── PASSAGE PROVIDED ──

Purchasers of pre-funded warrants in this offering may also elect prior to the issuance of the pre-funded warrants to have the initial
exercise limitation set at 9.99% of our outstanding shares of common stock.
Cashless
Exercise
In
lieu of making the cash payment otherwise contemplated to be made to us upon such exercise in payment of the aggregate exercise price,
the holder may elect instead to receive upon such exercise (either in whole or in part) the net number of shares of common stock determined
according to a formula set forth in the pre-funded warrants.
Fractional
Shares
No
fractional shares of common stock will be issued upon the exercise of the pre-funded warrants. Rather, at the Company’s election,
the number of shares of common stock to be issued will be rounded up to the next whole share or the Company will pay a cash adjustment
in an amount equal to such fraction multiplied by the exercise price.
Transferability
Subject
to applicable laws, a pre-funded warrant may be transferred at the option of the holder upon surrender of the pre-funded warrants to
us together with the appropriate instruments of transfer.
Trading
Market
There
is no established trading market for the warrants, and we do not expect such a market to develop. We do not intend to apply to list the
pre-funded warrants on any securities exchange or other nationally recognized trading system. Without an active trading market, the liquidity
of the pre-funded warrants will be extremely limited.
Right
as a Shareholder
Except
as otherwise provided in the pre-funded warrants or by virtue of such holder’s ownership of shares of common stock, the holders
of the pre-funded warrants do not have the rights or privileges of holders of our shares of common stock, including any voting rights,
until they exercise their pre-funded warrants. The pre-funded warrants will provide that the holders of the pre-funded warrants have
the right to participate in distributions or dividends paid on our shares of common stock.

───
── EXTRACTED DATA ──

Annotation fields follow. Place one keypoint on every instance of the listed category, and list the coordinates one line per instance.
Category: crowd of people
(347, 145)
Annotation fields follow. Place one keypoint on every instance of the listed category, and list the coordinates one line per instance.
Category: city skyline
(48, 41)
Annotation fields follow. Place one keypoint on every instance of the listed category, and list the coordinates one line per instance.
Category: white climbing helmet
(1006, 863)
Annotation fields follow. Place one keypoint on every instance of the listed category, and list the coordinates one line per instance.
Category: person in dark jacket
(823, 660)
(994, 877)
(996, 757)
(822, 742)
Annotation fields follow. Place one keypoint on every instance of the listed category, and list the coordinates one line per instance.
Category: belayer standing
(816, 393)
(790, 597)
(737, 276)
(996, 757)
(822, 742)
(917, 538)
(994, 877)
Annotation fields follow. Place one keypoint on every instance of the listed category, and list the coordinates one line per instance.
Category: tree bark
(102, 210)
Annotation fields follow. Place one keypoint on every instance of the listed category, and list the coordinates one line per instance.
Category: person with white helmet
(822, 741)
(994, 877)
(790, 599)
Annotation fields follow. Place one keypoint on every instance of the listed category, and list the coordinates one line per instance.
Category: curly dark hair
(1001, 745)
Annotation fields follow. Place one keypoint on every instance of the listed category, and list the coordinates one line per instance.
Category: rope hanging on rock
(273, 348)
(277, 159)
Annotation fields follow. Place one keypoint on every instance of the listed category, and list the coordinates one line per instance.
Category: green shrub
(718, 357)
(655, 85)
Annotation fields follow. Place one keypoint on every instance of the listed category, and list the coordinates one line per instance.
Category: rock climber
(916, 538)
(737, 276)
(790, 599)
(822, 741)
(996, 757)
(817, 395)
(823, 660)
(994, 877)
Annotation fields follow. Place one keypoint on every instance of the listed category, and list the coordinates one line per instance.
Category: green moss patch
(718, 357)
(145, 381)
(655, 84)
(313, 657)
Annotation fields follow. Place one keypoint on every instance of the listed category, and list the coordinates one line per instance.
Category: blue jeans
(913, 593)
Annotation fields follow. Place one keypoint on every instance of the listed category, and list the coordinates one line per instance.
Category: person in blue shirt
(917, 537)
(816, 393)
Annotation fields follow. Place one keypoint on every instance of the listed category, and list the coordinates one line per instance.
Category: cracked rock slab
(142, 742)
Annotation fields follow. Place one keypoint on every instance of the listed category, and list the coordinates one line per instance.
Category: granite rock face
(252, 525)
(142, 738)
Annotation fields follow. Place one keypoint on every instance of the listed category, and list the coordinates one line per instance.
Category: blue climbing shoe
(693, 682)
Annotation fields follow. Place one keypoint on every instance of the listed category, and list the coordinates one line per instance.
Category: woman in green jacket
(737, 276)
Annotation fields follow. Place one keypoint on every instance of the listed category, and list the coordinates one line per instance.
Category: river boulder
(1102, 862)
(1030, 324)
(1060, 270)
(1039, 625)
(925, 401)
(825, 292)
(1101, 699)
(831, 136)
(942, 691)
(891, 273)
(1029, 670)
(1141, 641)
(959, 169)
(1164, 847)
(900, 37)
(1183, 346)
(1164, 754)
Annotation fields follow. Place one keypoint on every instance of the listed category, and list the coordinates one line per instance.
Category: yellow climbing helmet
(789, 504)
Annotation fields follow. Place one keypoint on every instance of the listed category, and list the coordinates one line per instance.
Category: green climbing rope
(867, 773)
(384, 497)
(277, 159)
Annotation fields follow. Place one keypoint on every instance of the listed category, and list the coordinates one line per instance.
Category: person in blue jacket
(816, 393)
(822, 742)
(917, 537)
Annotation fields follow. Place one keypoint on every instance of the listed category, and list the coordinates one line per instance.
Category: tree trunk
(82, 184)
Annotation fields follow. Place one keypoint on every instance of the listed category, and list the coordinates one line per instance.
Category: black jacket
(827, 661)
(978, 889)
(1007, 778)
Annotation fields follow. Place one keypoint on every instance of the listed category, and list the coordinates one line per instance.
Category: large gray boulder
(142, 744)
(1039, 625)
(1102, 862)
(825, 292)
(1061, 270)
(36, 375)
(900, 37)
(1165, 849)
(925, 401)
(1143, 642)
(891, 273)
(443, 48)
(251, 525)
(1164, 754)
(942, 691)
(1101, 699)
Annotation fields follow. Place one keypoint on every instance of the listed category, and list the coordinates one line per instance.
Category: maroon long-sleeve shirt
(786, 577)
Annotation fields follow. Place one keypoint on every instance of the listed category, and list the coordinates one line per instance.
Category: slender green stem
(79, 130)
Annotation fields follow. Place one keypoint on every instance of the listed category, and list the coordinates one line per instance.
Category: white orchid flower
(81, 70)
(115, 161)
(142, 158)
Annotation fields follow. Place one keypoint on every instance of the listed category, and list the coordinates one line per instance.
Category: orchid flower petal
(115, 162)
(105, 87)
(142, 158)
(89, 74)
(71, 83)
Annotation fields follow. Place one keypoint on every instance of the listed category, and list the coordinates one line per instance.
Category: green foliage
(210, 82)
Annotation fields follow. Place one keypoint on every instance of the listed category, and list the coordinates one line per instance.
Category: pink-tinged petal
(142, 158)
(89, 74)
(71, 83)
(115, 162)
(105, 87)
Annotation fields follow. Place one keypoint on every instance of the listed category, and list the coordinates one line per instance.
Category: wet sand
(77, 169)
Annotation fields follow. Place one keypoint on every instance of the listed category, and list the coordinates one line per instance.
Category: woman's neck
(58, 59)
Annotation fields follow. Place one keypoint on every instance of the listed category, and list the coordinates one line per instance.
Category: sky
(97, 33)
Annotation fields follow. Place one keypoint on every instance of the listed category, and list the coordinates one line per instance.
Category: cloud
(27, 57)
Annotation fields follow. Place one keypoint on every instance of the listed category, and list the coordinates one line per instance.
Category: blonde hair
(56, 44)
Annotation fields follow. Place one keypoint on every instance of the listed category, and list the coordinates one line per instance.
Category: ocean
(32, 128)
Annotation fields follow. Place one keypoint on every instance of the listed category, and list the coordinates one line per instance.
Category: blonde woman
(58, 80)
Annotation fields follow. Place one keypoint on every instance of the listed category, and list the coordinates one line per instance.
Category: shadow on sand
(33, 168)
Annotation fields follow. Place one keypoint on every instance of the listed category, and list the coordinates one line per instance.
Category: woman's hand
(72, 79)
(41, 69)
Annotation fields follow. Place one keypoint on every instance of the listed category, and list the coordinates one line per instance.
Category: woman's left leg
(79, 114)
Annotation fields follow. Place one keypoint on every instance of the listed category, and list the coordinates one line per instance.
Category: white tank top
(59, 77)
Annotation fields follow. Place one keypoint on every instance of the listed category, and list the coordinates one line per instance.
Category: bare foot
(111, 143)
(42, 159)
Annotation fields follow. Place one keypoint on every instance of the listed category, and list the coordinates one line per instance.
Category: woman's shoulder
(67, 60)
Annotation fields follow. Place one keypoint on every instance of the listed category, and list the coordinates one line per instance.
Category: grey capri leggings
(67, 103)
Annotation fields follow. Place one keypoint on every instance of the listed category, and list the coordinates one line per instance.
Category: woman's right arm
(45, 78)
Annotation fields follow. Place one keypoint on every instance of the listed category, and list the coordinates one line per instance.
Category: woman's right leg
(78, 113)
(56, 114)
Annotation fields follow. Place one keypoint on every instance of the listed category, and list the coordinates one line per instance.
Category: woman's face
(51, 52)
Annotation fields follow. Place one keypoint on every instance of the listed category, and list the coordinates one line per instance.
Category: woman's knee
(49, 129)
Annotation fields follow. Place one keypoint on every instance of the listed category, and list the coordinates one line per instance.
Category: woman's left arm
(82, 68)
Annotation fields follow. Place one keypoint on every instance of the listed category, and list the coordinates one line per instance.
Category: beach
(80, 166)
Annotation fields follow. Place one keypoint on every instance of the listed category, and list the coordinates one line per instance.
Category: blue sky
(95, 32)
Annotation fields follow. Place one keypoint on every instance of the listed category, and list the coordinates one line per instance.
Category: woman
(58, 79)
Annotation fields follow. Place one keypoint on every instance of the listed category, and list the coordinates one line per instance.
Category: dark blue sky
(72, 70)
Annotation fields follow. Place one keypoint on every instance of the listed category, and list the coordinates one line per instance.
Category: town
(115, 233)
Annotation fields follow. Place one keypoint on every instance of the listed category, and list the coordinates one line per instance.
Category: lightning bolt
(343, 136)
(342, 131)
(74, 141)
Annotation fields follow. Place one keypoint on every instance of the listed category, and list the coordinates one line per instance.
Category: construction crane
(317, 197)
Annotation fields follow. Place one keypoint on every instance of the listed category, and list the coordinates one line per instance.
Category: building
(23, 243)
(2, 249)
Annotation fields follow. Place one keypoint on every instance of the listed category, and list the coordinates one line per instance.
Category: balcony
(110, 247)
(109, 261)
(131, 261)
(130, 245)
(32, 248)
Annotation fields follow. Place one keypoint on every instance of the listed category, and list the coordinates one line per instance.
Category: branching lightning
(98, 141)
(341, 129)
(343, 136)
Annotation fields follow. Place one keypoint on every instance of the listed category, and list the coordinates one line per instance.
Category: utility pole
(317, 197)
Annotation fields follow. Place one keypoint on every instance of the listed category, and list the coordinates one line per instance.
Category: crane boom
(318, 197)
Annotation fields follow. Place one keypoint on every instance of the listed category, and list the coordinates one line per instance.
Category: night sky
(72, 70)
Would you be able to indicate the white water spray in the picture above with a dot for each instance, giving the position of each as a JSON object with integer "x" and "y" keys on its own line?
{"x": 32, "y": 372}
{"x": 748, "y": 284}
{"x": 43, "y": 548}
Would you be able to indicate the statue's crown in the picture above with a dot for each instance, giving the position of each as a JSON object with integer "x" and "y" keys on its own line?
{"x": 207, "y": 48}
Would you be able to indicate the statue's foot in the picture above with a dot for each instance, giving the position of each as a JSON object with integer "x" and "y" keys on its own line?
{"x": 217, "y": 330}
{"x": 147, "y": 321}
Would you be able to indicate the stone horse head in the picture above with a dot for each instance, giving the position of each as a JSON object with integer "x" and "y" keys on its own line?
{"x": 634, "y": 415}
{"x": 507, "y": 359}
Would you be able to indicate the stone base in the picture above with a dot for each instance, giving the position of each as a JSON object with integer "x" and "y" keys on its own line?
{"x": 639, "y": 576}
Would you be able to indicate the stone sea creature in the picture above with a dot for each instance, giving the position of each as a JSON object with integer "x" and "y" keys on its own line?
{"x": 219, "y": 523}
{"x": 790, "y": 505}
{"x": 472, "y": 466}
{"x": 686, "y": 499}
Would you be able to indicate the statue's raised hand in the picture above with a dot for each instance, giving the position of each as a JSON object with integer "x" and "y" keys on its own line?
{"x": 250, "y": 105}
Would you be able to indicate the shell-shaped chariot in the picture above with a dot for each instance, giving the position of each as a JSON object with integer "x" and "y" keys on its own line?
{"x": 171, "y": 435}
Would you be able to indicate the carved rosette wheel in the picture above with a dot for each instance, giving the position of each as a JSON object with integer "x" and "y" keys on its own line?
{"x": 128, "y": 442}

───

**WHAT YOU WILL DO:**
1) In the passage on pre-funded warrants, what can the company do when exercising a pre-funded warrant would otherwise produce a fractional share?
2) Please continue the passage on pre-funded warrants from its last sentence.

**TASK-BY-TASK ANSWERS:**
1) At its election, the company either rounds the share count up to the next whole share or pays a cash adjustment equal to the fraction multiplied by the exercise price.

2)
Fundamental
Transaction
In the event of a fundamental transaction, as described in the pre-funded
warrants and generally including any reorganization, recapitalization or reclassification of our shares of common stock, the sale, transfer
or other disposition of all or substantially all of our properties or assets, our consolidation or merger with or into another person,
the acquisition of more than 50% of the voting power represented by our outstanding shares of capital stock, any person or group becoming
the beneficial owner of more than 50% of the voting power represented by our outstanding shares of capital stock, any merger with or into
another entity or a tender offer or exchange offer approved by more than 50% of the voting power represented by our outstanding shares
of capital, then upon any subsequent exercise of a pre-funded warrant, the holder will have the right to receive as alternative consideration,
for each share of our common stock that would have been issuable upon such exercise immediately prior to the occurrence of such fundamental
transaction, the number of shares of common stock of the successor or acquiring corporation or of our company, if it is the surviving
corporation, and any additional consideration receivable upon or as a result of such transaction by a holder of the number of shares of
our common stock for which the pre-funded warrant is exercisable immediately prior to such event.
Placement Agent Warrants
We
have also agreed to issue to the placement agent (or its designees) placement agent warrants to purchase up to 346,260 shares
of common stock. The placement agent warrants will be exercisable immediately and will have substantially the same terms as the warrants
described above, except that the placement agent warrants will have an exercise price of $0.722
per share (representing 125% of the offering price per share and accompanying warrants) and a termination date that will be five
years from the commencement of the sales pursuant to this offering. See “Plan of Distribution” below.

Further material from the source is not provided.